- _Work request_
Please transcribe every record below exactly as written.

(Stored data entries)
+++++

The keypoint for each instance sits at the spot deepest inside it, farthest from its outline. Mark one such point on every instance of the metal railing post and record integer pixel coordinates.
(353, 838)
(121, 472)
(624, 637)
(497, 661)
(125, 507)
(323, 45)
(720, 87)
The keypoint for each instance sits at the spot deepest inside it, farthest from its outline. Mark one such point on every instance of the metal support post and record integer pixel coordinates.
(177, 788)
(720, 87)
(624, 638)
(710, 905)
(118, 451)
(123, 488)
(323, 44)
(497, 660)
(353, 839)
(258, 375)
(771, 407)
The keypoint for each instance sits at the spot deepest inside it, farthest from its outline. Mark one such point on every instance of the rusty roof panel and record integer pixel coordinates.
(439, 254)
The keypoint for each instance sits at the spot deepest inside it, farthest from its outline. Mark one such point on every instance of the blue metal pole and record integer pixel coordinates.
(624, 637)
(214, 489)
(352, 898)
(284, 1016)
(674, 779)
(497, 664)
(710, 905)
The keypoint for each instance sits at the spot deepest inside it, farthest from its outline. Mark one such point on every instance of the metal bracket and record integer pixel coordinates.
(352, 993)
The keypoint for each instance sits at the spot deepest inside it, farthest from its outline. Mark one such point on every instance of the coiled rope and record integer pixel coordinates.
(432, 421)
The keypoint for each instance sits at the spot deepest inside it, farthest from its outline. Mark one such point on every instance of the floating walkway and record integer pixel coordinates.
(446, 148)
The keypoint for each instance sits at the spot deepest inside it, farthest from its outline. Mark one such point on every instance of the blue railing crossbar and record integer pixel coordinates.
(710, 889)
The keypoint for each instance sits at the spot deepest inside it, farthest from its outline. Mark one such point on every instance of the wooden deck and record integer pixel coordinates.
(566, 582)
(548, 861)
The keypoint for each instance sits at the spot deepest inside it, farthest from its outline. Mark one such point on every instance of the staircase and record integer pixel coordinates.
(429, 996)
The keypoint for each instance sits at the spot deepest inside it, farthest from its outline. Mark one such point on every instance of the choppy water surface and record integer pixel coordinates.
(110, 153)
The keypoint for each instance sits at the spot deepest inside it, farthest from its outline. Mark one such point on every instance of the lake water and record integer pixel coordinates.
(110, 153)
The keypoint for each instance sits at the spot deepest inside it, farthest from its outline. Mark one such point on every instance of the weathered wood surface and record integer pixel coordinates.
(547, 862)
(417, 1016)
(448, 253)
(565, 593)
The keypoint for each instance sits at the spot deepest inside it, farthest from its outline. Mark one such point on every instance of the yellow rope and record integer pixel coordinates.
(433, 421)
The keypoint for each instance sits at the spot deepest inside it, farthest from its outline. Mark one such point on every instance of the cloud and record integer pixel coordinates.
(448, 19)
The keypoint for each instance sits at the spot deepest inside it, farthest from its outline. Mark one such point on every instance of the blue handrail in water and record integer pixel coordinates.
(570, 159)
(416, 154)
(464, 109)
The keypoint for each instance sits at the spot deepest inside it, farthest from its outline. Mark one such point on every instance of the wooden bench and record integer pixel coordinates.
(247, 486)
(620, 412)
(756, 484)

+++++

- _Response area_
The keypoint for each instance sits at the spot deepest inside it, farthest from its outline. Mark one such point on every instance of the metal railing post and record integer pixel coordinates.
(353, 838)
(121, 472)
(624, 637)
(497, 661)
(125, 507)
(323, 45)
(720, 87)
The keypoint for each instance sits at the spot deepest inside it, farthest from its outline. Mark one such point on every instance of the metal support post and record integer pixel coordinates.
(177, 788)
(720, 87)
(624, 638)
(710, 905)
(118, 451)
(123, 488)
(323, 44)
(497, 660)
(353, 839)
(258, 375)
(771, 407)
The keypoint for each instance sits at the spot deepest inside it, farthest from its outline. Mark one such point on every instance of the rusty roof panel and record integer pixel coordinates.
(439, 254)
The keypoint for each instance sits at the spot deepest inside it, farthest from its outline. Mark one such point on every instance of the blue metal pole and record integer pixel coordinates.
(624, 637)
(214, 489)
(352, 898)
(284, 1016)
(674, 779)
(497, 664)
(710, 905)
The keypoint for each instance sits at the spot deepest inside it, farthest from its outline. Mark one such point on every instance of the metal bracket and record integer pixel coordinates.
(352, 993)
The keypoint for each instance sits at the spot deepest inside it, farthest from its outline. Mark one such point on every instance of the coiled rope and record integer pixel coordinates.
(432, 421)
The keypoint for each instance sits at the spot deepest inside it, farthest from its outline. Mark one such point on every instance of the floating walkway and record integer pixel coordinates.
(446, 148)
The keypoint for each instance sits at the spot deepest inside it, farthest from its outline. Mark one such point on every instance of the blue railing crossbar and record integer pixel coordinates.
(710, 889)
The keypoint for each instance sits at the spot deepest inside it, farthest from its outline. Mark one such point on every instance of the wooden deck and record integer pixel coordinates.
(566, 582)
(548, 861)
The keypoint for each instance sits at the spot deepest inside it, farthest from its outline. Mark one such point on every instance of the staircase and record integer pixel coordinates.
(429, 996)
The keypoint for each instance sits at the spot deepest inside it, farthest from its outline. Mark one such point on every instance of the choppy water surface and record integer pixel coordinates.
(110, 153)
The keypoint for each instance sits at the spot deepest inside it, farthest from its outline. Mark one such point on every instance of the lake water and record integer pixel coordinates.
(110, 153)
The keypoint for each instance sits at the spot deepest inside it, farthest from its outline. Mark one such point on every instance of the weathered wood surface and record integer pixel coordinates.
(547, 862)
(417, 1016)
(448, 253)
(565, 593)
The keypoint for each instance sits at the spot deepest inside it, farthest from its outline. Mark one such point on every instance of the yellow rope and record integer pixel coordinates.
(433, 421)
The keypoint for each instance sits at the spot deepest inside it, farthest from its outline. Mark one such point on every instance of the cloud and record integer pixel coordinates.
(448, 19)
The keypoint for each instance sits at the spot deepest inside it, farthest from its outline. Mark one such point on every instance of the blue handrail in water and record integer pixel coordinates.
(570, 159)
(416, 154)
(464, 109)
The keypoint for each instance sits at the spot deepest inside it, farthest from its outline. Mark one such point on every instance of the wooden bench and record integer pixel coordinates.
(247, 486)
(620, 412)
(756, 484)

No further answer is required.